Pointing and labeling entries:

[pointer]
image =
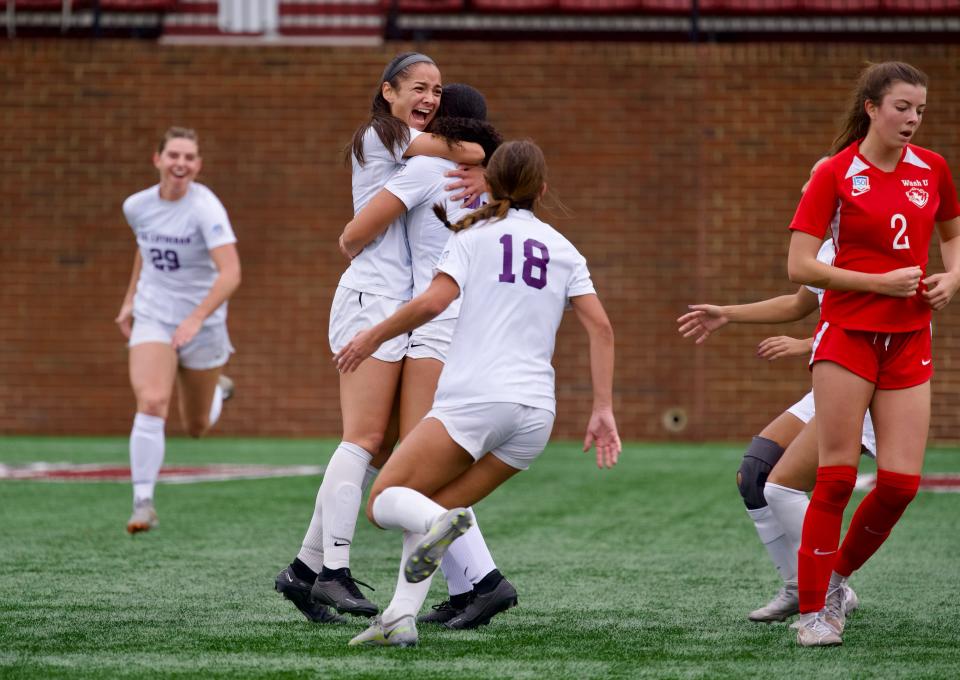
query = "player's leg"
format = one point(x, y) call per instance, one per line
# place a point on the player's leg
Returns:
point(153, 369)
point(366, 401)
point(763, 453)
point(842, 398)
point(468, 560)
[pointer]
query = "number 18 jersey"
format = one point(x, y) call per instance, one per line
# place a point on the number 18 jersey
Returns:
point(515, 276)
point(880, 221)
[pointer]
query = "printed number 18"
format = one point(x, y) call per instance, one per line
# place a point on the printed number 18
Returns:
point(531, 262)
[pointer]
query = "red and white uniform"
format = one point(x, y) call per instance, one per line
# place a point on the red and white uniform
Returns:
point(880, 221)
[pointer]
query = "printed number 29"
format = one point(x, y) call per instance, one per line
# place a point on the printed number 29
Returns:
point(900, 241)
point(164, 260)
point(531, 262)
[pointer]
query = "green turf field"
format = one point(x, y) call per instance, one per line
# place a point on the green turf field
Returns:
point(646, 571)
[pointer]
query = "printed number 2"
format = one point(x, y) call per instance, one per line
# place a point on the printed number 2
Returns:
point(901, 241)
point(164, 260)
point(531, 262)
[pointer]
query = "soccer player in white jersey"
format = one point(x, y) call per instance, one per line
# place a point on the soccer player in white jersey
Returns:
point(175, 311)
point(495, 402)
point(477, 590)
point(780, 465)
point(378, 280)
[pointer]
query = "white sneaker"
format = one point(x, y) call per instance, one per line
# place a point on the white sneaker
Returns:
point(226, 386)
point(400, 633)
point(784, 604)
point(814, 631)
point(144, 517)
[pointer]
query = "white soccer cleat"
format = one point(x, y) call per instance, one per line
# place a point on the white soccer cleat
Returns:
point(784, 604)
point(814, 631)
point(144, 517)
point(399, 633)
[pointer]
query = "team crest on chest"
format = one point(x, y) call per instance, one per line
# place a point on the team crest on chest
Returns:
point(917, 196)
point(861, 185)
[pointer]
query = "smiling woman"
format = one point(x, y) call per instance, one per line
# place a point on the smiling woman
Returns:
point(378, 280)
point(175, 311)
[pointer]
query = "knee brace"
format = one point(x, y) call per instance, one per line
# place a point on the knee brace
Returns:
point(761, 456)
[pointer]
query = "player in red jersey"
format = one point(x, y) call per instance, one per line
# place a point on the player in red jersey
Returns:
point(880, 197)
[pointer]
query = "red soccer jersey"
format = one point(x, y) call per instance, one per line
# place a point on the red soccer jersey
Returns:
point(880, 221)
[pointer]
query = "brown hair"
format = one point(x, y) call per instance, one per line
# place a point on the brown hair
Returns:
point(391, 130)
point(176, 132)
point(874, 82)
point(515, 174)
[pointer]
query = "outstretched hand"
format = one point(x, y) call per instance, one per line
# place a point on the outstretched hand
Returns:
point(602, 432)
point(701, 321)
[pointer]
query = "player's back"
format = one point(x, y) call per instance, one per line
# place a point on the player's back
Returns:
point(515, 277)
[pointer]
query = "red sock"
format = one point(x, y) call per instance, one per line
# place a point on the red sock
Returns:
point(821, 533)
point(874, 519)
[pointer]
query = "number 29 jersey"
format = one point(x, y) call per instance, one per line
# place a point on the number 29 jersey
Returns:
point(516, 276)
point(175, 240)
point(880, 221)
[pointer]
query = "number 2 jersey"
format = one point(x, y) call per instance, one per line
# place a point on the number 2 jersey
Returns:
point(175, 240)
point(880, 221)
point(515, 276)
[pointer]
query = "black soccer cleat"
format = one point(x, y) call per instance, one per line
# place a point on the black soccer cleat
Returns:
point(441, 613)
point(297, 591)
point(484, 607)
point(338, 589)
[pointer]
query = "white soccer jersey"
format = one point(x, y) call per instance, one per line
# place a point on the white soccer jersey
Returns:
point(175, 240)
point(515, 276)
point(420, 184)
point(383, 266)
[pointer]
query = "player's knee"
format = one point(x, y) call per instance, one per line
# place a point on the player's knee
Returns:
point(759, 459)
point(895, 492)
point(153, 404)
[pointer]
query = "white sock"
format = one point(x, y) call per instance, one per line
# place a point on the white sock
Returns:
point(216, 406)
point(311, 551)
point(408, 597)
point(467, 561)
point(340, 500)
point(774, 539)
point(789, 506)
point(401, 508)
point(146, 454)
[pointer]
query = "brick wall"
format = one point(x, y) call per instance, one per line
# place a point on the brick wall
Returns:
point(680, 166)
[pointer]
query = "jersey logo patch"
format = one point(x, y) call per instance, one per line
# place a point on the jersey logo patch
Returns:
point(861, 185)
point(918, 197)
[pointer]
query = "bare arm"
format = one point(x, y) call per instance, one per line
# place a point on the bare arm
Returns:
point(428, 144)
point(370, 222)
point(803, 267)
point(125, 317)
point(703, 320)
point(227, 262)
point(942, 287)
point(442, 291)
point(602, 428)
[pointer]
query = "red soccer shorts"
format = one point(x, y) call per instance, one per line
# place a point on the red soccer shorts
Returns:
point(891, 361)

**WHAT IS EXPECTED**. Recast the lines from the first one through the line with "point(468, 560)" as a numbered list, leaving out blank lines and any pictures.

**SOLUTION**.
1. [pointer]
2. image =
3. query = "player's leg"
4. format = one point(x, y) call per instance, one per line
5. # place a point on the player's leg
6. Returns:
7. point(153, 369)
8. point(366, 401)
9. point(763, 453)
10. point(842, 398)
11. point(468, 560)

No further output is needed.